## Try it
Go through the entries and copy every one exactly.
=== Begin Enclosure ===
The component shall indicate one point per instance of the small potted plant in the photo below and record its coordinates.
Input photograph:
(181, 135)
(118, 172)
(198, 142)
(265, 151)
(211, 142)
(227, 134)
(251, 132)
=== End Enclosure ===
## Your solution
The component shall indicate one point per instance of the small potted plant in the photo below and record its coordinates.
Input photograph:
(181, 135)
(118, 172)
(198, 142)
(265, 151)
(211, 142)
(227, 134)
(251, 132)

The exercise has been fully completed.